=== EXERCISE OBJECTIVE ===
Only the run of lines from the one containing "I would be grateful if you could mark the chipped" through the last line should be returned, exactly as written.

=== INFORMATION SHOWN ===
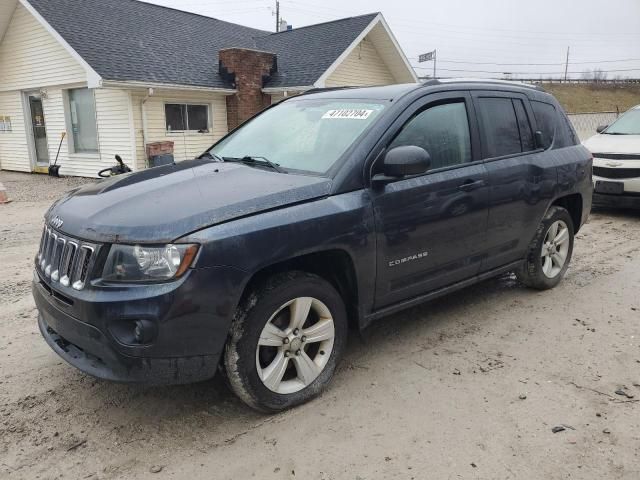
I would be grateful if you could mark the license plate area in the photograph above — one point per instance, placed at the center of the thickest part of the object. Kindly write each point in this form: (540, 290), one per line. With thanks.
(609, 188)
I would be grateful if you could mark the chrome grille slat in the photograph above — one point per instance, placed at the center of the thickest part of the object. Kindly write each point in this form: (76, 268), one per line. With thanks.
(64, 259)
(67, 262)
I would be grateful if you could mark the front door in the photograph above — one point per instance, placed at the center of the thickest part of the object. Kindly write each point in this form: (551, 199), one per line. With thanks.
(431, 228)
(39, 131)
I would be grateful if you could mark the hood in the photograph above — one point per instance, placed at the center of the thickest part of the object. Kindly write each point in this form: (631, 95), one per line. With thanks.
(616, 144)
(161, 204)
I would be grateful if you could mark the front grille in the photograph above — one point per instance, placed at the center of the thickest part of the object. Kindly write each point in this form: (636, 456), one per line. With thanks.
(605, 172)
(64, 259)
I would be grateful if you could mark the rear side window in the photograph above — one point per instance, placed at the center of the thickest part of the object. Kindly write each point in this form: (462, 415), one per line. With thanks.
(443, 131)
(547, 120)
(501, 134)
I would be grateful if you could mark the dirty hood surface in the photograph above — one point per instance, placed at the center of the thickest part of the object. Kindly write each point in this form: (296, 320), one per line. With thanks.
(161, 204)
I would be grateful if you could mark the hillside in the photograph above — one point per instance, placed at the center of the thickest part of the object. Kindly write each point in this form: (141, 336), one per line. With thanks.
(576, 98)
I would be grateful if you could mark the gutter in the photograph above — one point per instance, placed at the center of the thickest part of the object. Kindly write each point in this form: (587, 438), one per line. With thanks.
(285, 90)
(167, 86)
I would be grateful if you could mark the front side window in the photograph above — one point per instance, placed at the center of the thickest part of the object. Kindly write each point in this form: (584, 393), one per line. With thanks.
(500, 131)
(627, 124)
(82, 116)
(302, 134)
(186, 117)
(443, 131)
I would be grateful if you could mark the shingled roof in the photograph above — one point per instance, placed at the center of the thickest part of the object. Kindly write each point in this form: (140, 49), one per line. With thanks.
(129, 40)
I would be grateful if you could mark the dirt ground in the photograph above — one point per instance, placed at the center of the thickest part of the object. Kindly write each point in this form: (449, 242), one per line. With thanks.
(469, 386)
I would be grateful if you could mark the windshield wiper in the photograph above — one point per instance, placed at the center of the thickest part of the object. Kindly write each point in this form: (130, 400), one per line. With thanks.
(213, 156)
(253, 160)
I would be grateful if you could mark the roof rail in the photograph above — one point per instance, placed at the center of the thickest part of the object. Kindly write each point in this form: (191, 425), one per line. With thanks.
(441, 81)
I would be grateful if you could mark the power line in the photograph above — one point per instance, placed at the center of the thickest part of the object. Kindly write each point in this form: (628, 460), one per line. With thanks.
(465, 27)
(536, 64)
(524, 73)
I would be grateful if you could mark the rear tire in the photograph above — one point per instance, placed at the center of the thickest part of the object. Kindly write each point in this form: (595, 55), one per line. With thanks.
(285, 341)
(549, 252)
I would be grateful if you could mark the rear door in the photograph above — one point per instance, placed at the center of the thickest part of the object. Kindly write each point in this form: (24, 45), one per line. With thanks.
(521, 176)
(431, 227)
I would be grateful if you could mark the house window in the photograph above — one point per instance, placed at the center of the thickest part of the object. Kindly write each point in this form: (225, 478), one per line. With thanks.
(5, 124)
(186, 117)
(82, 118)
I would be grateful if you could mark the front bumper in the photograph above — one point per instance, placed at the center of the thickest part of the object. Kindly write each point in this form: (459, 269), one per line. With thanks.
(616, 201)
(192, 319)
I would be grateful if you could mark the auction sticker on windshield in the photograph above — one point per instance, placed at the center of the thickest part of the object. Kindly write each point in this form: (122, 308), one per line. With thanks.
(348, 113)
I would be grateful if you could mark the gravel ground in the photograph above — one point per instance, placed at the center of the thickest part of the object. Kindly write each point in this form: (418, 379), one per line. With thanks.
(469, 386)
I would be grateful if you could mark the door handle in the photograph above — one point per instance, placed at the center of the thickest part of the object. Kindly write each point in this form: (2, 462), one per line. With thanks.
(470, 185)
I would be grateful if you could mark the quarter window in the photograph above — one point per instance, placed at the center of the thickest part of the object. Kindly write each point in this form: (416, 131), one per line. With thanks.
(82, 117)
(526, 135)
(186, 117)
(443, 131)
(546, 119)
(501, 135)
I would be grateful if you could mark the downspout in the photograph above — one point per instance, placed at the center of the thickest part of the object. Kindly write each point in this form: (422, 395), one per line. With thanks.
(145, 134)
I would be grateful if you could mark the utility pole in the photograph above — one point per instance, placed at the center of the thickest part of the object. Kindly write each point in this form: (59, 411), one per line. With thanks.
(434, 64)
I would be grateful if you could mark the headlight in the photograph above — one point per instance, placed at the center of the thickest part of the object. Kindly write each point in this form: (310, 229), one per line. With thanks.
(139, 263)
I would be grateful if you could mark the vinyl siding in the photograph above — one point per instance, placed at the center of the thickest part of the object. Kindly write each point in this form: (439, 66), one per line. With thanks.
(114, 132)
(363, 66)
(31, 58)
(14, 153)
(188, 144)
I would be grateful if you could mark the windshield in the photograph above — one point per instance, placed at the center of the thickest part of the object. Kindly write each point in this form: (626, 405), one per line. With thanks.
(306, 135)
(627, 124)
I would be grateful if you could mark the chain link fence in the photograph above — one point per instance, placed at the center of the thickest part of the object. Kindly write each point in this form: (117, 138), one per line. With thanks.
(586, 123)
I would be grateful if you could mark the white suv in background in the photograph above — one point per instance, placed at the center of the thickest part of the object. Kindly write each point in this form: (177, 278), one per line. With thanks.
(616, 161)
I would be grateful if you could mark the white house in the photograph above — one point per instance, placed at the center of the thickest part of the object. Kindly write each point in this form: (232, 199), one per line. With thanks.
(117, 75)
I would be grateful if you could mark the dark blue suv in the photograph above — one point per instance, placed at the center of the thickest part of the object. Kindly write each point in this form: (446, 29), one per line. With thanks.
(333, 208)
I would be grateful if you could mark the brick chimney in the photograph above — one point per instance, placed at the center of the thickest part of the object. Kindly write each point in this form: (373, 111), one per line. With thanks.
(247, 70)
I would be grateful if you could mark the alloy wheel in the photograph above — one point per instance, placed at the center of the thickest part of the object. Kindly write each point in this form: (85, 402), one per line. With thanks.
(295, 345)
(555, 249)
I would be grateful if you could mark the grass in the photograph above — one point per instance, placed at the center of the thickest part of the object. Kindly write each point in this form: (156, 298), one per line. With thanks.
(594, 98)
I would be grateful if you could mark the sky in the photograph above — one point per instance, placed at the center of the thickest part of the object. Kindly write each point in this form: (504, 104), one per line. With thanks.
(474, 38)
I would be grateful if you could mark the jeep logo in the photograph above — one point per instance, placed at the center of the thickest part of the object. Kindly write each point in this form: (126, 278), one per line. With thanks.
(56, 222)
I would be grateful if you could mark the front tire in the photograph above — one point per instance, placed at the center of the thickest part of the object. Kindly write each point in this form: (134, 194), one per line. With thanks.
(549, 252)
(285, 341)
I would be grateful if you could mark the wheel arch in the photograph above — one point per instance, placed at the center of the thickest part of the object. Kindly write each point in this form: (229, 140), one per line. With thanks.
(334, 265)
(573, 203)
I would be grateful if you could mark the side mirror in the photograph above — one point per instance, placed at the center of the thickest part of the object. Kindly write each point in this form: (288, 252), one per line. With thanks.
(406, 160)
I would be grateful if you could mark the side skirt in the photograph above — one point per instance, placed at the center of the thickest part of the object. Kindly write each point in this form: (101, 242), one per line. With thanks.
(383, 312)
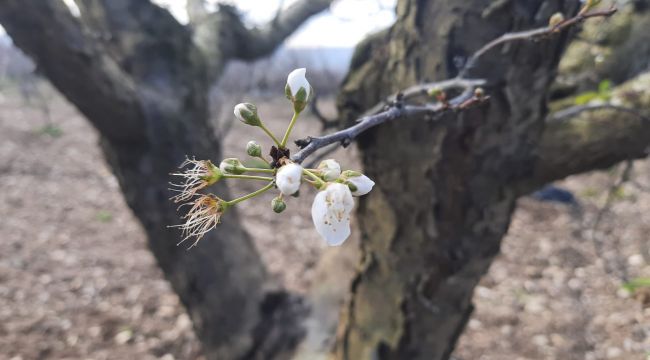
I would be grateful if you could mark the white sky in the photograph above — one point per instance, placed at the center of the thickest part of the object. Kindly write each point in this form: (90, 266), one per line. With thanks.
(348, 22)
(344, 25)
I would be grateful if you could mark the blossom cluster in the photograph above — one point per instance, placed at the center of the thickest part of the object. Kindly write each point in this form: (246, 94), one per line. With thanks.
(331, 207)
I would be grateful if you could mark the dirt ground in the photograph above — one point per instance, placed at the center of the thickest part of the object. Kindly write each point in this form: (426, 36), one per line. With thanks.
(77, 282)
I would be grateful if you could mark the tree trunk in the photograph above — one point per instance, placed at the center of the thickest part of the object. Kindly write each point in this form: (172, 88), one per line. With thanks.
(444, 195)
(146, 93)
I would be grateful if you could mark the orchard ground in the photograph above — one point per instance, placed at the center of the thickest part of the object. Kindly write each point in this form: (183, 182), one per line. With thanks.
(77, 280)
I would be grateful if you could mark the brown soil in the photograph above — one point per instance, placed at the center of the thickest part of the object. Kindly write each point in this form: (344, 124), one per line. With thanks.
(77, 281)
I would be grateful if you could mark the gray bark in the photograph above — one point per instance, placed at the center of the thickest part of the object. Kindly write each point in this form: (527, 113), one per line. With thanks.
(137, 76)
(443, 198)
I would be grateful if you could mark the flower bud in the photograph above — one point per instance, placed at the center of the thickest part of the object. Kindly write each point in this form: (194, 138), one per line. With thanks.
(330, 169)
(298, 89)
(253, 149)
(247, 113)
(213, 174)
(232, 166)
(358, 183)
(278, 204)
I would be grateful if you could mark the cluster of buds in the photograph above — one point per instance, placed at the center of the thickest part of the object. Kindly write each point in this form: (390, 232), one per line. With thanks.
(331, 207)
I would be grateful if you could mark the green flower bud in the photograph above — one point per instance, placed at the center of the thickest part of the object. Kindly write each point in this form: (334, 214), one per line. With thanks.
(232, 166)
(213, 175)
(247, 113)
(556, 19)
(278, 205)
(253, 149)
(350, 173)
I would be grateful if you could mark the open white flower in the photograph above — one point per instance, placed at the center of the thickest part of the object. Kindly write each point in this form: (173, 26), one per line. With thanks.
(331, 213)
(361, 183)
(288, 178)
(330, 169)
(297, 80)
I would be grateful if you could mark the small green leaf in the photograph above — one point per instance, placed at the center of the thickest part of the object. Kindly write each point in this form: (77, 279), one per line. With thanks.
(585, 98)
(605, 86)
(637, 283)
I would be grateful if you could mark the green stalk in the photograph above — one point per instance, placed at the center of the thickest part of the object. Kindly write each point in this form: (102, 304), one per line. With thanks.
(248, 177)
(288, 132)
(251, 195)
(270, 171)
(270, 134)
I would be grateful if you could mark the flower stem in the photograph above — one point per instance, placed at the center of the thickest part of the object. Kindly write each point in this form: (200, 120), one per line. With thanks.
(247, 177)
(251, 195)
(288, 132)
(318, 180)
(270, 171)
(270, 134)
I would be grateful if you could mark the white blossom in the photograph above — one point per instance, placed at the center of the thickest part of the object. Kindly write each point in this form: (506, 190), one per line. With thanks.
(288, 178)
(362, 183)
(331, 213)
(330, 169)
(297, 80)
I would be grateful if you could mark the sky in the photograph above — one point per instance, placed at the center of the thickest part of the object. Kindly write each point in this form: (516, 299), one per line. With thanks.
(344, 25)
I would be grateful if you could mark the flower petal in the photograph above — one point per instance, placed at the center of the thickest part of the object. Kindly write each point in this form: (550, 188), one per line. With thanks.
(288, 179)
(331, 213)
(297, 80)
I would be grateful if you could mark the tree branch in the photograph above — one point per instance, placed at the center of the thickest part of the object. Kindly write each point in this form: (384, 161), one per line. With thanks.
(196, 11)
(144, 38)
(596, 137)
(394, 106)
(75, 64)
(262, 41)
(397, 110)
(222, 35)
(532, 35)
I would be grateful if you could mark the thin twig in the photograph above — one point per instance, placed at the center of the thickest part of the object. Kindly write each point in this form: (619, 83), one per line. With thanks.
(321, 156)
(398, 110)
(395, 107)
(576, 110)
(531, 35)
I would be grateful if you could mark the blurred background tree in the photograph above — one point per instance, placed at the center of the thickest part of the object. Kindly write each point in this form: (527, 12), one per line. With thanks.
(143, 79)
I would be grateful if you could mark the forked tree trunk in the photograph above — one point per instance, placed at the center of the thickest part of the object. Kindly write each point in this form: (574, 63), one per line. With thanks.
(443, 198)
(146, 92)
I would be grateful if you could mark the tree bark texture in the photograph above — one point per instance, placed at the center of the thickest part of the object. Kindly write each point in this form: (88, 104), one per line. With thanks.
(443, 198)
(136, 74)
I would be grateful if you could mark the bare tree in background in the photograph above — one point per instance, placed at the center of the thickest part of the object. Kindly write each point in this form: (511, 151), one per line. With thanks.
(445, 190)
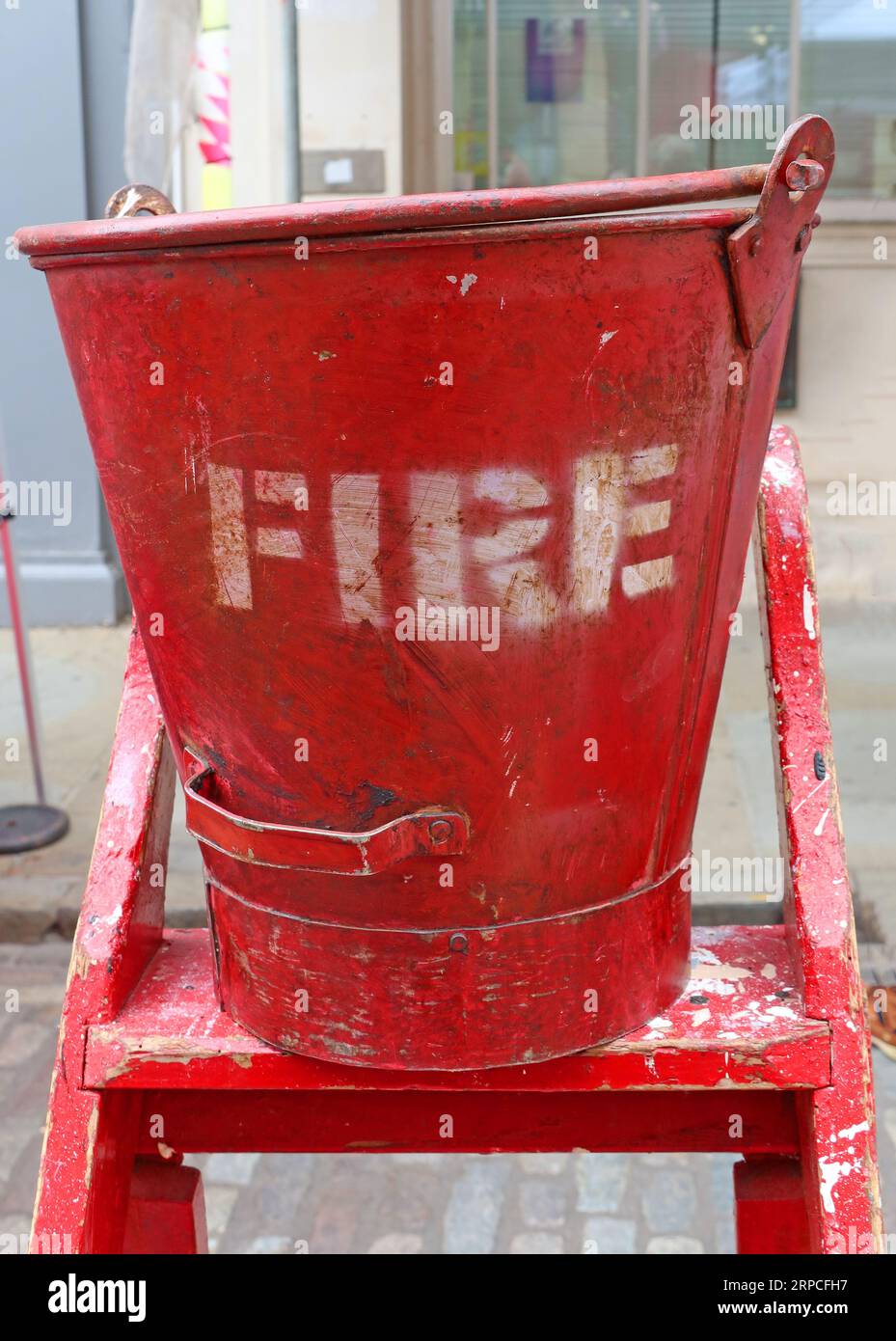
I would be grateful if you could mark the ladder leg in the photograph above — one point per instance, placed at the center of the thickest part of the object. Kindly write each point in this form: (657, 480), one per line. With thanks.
(85, 1171)
(770, 1206)
(167, 1211)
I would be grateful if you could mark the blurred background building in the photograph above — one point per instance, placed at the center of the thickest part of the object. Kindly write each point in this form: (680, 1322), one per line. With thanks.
(247, 102)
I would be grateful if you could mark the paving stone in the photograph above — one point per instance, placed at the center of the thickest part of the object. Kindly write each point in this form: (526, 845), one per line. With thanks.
(724, 1234)
(271, 1244)
(673, 1244)
(21, 1039)
(536, 1245)
(669, 1202)
(231, 1168)
(538, 1162)
(608, 1234)
(542, 1203)
(601, 1180)
(398, 1245)
(219, 1207)
(475, 1206)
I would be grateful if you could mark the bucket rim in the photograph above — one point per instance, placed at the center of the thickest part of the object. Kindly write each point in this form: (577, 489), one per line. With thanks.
(388, 213)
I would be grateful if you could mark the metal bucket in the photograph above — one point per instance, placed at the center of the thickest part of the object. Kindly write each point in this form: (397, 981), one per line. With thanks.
(433, 512)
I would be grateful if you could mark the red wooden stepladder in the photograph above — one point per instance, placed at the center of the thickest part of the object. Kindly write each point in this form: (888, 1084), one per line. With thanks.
(765, 1053)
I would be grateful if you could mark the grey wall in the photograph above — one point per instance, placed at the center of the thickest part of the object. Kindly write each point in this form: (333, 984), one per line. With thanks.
(64, 68)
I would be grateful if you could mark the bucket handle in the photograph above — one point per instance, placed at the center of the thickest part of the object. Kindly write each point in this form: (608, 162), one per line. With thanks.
(433, 831)
(137, 199)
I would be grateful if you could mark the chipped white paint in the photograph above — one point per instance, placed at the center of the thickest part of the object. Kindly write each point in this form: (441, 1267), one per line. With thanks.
(466, 283)
(821, 824)
(850, 1132)
(502, 563)
(807, 612)
(831, 1171)
(356, 535)
(724, 972)
(779, 472)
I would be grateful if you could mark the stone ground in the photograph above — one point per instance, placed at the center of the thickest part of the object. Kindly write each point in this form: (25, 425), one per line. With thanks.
(443, 1203)
(398, 1203)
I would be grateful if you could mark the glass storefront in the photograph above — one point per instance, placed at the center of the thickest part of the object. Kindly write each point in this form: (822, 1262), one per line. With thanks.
(563, 90)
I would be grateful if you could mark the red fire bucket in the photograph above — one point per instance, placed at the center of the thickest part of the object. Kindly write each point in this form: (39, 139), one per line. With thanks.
(433, 512)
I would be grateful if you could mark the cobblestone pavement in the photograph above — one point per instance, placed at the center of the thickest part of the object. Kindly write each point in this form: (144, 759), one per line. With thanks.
(395, 1203)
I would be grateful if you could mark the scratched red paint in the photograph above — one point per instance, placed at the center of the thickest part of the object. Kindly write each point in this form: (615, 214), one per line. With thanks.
(141, 1034)
(449, 404)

=== SOLUTION ===
I would be grateful if you could mark the chipped white paint in the photograph above — one point per instance, placed at the center of the thickest part of the object. Kindly write each point in this form: (441, 1267), one per line. With thanks.
(466, 283)
(821, 824)
(850, 1132)
(502, 563)
(807, 612)
(831, 1171)
(356, 535)
(724, 972)
(779, 472)
I would be grateful if you could mark the stone ground in the photograph above — one point per instance, placed at the center of the thickest part of the object. Kindly write each point in this form: (25, 425), one per line. With thanks.
(443, 1203)
(398, 1203)
I would be grateful if you could mark the glass storefront in the photograph above — one point per instance, placed at the center of the thickest part of the object. Kindly write each point in this form: (822, 1262), one per line. With thanks.
(563, 90)
I would be grateful if you could mark the red fire bucket in the photograph above — one point per instance, placed at the center of the thickest part of the object. Kindly write each point in this form: (39, 139), one per line. With thanks.
(433, 512)
I would be grateful if you could mark the cobblestone pavement in the photograph above — one point per instance, placed at the center of the thickest part of the object. Kindly write each point in this form: (144, 759), one per line. With thanks.
(395, 1203)
I would be grateful if you could mark the scratched red paint in the photograph above — one point per instance, placed at the center of the thickest part of the object. Kindly write each point in this form: (615, 214), one per line. With thanks.
(141, 1034)
(449, 404)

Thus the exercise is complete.